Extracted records
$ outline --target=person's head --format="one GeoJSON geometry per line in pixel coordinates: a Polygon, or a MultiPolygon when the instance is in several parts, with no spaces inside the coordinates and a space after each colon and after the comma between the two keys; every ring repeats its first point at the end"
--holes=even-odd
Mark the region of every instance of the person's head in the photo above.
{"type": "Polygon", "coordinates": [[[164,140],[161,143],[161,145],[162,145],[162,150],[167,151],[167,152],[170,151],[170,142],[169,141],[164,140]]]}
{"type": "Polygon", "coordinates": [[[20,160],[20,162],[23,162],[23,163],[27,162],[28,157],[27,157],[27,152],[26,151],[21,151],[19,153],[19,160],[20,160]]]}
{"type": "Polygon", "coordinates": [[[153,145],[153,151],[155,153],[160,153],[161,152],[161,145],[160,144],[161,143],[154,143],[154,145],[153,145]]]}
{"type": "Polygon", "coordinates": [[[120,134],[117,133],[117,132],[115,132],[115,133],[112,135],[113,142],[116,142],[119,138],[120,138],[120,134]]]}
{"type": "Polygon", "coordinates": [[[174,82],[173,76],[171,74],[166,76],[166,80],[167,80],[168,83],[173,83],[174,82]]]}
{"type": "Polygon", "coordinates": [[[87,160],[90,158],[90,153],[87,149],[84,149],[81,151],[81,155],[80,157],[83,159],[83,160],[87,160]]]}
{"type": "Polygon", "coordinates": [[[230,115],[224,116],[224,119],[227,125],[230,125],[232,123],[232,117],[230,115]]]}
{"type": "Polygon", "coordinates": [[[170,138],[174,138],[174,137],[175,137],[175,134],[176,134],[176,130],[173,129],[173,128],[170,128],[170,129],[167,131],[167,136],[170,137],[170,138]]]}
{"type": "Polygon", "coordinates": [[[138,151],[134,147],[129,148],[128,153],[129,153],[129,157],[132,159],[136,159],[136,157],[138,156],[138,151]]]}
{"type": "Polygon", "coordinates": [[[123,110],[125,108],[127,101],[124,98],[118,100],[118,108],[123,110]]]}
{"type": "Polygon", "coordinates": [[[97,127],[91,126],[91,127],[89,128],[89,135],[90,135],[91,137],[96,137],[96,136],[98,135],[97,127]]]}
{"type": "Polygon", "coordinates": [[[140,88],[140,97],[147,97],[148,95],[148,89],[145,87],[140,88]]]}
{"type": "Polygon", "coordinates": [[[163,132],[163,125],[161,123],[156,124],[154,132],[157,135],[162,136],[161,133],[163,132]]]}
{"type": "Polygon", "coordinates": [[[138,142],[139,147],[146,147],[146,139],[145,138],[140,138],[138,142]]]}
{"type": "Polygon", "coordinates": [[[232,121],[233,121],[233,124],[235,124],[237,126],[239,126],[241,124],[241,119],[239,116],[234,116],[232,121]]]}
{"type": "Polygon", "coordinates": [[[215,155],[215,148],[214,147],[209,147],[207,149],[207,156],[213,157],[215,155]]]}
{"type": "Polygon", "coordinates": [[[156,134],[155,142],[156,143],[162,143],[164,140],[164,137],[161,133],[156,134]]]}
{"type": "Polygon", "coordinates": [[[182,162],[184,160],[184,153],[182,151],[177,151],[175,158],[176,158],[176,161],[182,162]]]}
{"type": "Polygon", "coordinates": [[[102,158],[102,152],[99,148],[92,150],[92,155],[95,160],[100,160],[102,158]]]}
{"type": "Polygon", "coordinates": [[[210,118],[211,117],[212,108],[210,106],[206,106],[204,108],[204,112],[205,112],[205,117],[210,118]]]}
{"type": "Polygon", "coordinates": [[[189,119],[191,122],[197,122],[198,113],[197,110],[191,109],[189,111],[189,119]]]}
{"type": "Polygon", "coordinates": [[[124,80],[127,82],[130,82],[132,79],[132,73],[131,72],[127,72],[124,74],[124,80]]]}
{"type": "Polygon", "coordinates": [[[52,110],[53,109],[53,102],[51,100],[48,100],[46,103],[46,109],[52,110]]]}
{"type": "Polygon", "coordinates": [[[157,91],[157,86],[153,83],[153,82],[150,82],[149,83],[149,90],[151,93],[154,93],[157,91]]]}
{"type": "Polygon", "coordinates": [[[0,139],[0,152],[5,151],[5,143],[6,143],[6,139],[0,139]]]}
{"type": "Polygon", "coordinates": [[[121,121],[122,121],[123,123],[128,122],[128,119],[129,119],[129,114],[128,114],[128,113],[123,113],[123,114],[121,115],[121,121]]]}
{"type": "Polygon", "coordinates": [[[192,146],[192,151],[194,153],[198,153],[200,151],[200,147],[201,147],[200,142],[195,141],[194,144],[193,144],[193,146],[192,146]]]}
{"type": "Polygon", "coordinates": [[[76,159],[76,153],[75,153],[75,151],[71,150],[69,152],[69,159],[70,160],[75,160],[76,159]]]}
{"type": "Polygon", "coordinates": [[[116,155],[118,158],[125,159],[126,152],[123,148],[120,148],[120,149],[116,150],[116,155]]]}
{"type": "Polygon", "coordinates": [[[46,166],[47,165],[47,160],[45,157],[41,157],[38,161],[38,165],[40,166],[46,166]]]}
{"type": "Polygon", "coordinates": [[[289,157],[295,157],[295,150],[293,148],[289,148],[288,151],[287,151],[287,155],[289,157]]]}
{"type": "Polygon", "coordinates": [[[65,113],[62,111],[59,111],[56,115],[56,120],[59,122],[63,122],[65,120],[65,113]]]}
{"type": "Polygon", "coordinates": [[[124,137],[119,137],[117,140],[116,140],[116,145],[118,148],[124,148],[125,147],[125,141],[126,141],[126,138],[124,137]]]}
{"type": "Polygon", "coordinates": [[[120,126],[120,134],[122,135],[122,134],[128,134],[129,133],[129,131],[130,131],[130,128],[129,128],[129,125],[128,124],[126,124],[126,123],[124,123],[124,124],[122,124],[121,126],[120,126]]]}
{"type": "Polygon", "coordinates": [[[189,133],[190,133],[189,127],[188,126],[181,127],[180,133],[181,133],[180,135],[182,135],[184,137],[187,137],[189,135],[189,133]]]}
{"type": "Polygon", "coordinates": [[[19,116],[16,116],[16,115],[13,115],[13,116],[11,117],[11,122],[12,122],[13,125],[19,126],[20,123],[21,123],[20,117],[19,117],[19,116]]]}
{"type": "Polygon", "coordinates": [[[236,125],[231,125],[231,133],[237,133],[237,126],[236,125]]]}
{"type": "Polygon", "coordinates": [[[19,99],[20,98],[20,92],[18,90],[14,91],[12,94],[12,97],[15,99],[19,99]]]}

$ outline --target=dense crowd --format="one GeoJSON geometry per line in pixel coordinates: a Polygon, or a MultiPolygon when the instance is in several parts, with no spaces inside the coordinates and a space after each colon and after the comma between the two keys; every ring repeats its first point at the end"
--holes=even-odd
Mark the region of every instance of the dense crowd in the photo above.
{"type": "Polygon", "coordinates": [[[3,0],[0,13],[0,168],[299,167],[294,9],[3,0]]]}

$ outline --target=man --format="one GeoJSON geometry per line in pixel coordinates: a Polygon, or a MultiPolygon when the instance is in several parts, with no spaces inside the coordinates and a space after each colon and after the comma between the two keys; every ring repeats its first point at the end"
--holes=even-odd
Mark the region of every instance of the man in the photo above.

> TASK REQUIREMENTS:
In the entries above, find each line with "MultiPolygon" and list it.

> RESPONSE TO THIS TASK:
$ outline --target=person's head --format="one GeoJSON geometry per line in pixel coordinates: a Polygon, or a MultiPolygon when the instance is in several parts, with no spaces inside the coordinates and a space after each colon and after the comma between the two keys; every ring repeats its first point at the end"
$ outline --target=dense crowd --format="one GeoJSON geometry per line in pixel coordinates: a Polygon, or a MultiPolygon when the instance is in several parts, with no spaces inside the coordinates and a space after each colon and after the comma between the two keys; every ring repeats its first point at the end"
$ outline --target=man --format="one GeoJSON geometry per line in pixel coordinates: a Polygon, or a MultiPolygon when the instance is in several parts, with no spaces inside the coordinates and a space after each colon and after the comma between the two keys; every ring repeats its first point at the end"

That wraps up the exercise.